══ GIVEN RECORDS
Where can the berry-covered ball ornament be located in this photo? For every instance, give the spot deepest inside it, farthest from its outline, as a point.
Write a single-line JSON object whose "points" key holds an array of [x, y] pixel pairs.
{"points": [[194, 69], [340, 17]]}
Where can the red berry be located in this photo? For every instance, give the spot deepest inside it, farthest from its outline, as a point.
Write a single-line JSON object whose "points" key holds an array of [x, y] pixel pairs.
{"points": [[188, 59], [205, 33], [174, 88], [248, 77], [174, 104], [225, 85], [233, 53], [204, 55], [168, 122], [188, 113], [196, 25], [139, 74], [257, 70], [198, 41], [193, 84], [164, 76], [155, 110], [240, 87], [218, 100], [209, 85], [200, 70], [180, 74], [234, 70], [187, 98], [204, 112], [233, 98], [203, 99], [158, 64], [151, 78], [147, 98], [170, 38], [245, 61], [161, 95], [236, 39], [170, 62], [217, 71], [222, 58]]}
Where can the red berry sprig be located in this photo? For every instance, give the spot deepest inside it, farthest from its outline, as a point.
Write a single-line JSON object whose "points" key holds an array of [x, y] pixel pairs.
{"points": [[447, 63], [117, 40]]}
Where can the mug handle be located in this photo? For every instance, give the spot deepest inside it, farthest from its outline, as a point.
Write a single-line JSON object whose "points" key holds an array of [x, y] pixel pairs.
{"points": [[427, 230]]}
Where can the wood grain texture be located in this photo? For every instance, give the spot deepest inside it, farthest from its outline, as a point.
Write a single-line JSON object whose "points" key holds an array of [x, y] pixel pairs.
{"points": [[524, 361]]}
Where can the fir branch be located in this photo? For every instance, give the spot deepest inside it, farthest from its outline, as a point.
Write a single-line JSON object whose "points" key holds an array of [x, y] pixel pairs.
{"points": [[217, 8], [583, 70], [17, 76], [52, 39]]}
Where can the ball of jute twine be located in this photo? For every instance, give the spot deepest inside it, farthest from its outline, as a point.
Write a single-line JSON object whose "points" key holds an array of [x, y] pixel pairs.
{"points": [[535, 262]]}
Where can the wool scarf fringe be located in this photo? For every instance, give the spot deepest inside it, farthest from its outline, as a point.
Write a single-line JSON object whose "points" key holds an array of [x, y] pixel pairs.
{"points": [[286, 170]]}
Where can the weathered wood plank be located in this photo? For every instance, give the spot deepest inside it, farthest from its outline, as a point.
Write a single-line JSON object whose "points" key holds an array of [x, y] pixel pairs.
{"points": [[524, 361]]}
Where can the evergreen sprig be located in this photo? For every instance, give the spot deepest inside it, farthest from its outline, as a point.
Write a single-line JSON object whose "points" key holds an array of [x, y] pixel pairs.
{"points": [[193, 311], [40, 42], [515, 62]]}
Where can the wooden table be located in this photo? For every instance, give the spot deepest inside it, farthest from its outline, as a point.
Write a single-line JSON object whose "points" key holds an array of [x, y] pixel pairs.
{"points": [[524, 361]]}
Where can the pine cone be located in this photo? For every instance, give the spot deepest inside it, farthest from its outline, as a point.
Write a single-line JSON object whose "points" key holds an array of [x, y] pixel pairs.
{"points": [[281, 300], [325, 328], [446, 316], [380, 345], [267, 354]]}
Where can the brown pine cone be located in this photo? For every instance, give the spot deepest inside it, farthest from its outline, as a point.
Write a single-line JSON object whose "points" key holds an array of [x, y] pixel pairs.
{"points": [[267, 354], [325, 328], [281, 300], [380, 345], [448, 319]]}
════
# [EXERCISE REQUIREMENTS]
Copy out all of the records above word for word.

# [TASK SOLUTION]
Where can the berry-covered ball ornament be located in this photo? For every instance, give the spot deepest inside it, farthest from its outline, as a point.
Write a single-line JSON object whose "points" key holds an array of [x, y] pixel pairs.
{"points": [[194, 69], [340, 17]]}
Where can the red berry be located in this photo? For every instance, give the spot deepest inside it, farthest from its outline, as a point.
Write a single-line JSON object whose "points" key holds an array of [x, y] pixel pairs.
{"points": [[188, 59], [205, 33], [174, 88], [248, 77], [174, 104], [225, 85], [233, 53], [204, 55], [168, 122], [188, 113], [196, 25], [139, 74], [257, 70], [198, 41], [193, 84], [164, 76], [155, 110], [240, 87], [218, 100], [209, 85], [200, 70], [180, 74], [234, 70], [187, 98], [204, 112], [233, 98], [203, 99], [158, 64], [151, 78], [147, 98], [170, 38], [245, 61], [161, 95], [236, 39], [170, 62], [217, 71], [222, 58]]}
Where can the red berry sprig be located in this photo? For every instance, give the spot deepest inside it, farthest from its outline, as a point.
Write a single-line JSON object whose "points" key holds an array of [x, y] pixel pairs.
{"points": [[447, 63], [117, 40]]}
Where can the mug handle be located in this photo? For every instance, give the spot deepest inside it, farthest from its outline, as a point.
Write a single-line JSON object whose "points" key holds an array of [x, y] pixel pairs.
{"points": [[427, 230]]}
Where can the wood grain texture be located in this photo? For every instance, give the spot deepest inside it, farthest from its outline, as a point.
Write a single-line JSON object whose "points" key holds an array of [x, y] pixel pairs.
{"points": [[524, 361]]}
Where can the fir branch be located in this photo? For every instance, give the spot deepest inside it, farthest from its outline, as a point.
Write a single-line JSON object whose "points" key holds an array of [x, y] pixel pairs.
{"points": [[217, 8], [583, 70], [17, 76], [52, 39]]}
Where can the ball of jute twine be located in this photo? For every instance, give the spot deepest inside it, farthest from its outline, as a point.
Write a single-line JSON object whose "points" key holds an array of [x, y] pixel pairs.
{"points": [[535, 262]]}
Where can the wool scarf fringe be located in this photo? For every instance, give the spot deepest inside it, farthest from its outline, as a point.
Write a single-line JSON object whose "points" key holds an array of [x, y] pixel pairs.
{"points": [[286, 170]]}
Where can the weathered wood plank be located in this photo? For every instance, give the spot deepest inside it, farthest from its outline, as a point.
Write a single-line JSON object whose "points" key holds an array of [x, y] pixel pairs.
{"points": [[524, 361]]}
Where can the evergreen sprig be located in this photo? For every instance, give the spot deepest inside it, farthest from its outline, as a point.
Write a single-line JSON object whose "points" key holds an array of [x, y] pixel pairs.
{"points": [[193, 311], [40, 42], [515, 62]]}
Where can the wooden table be located in this photo? For every instance, give the spot deepest inside it, farthest from its outline, as a point.
Write a single-line JSON object whose "points" key holds an array of [x, y] pixel pairs.
{"points": [[524, 361]]}
Where can the pine cone be located in this photo? For every instance, give the spot deepest inside it, farthest from its outline, as a point.
Write a single-line JSON object whose "points" key holds an array of [x, y] pixel pairs.
{"points": [[281, 300], [325, 328], [446, 316], [380, 345], [267, 354]]}
Where can the brown pine cone be located in this photo? For every instance, give the spot deepest inside it, farthest from its outline, as a point.
Write a single-line JSON object whose "points" key holds an array of [x, y] pixel pairs.
{"points": [[267, 354], [325, 328], [281, 300], [380, 345], [448, 319]]}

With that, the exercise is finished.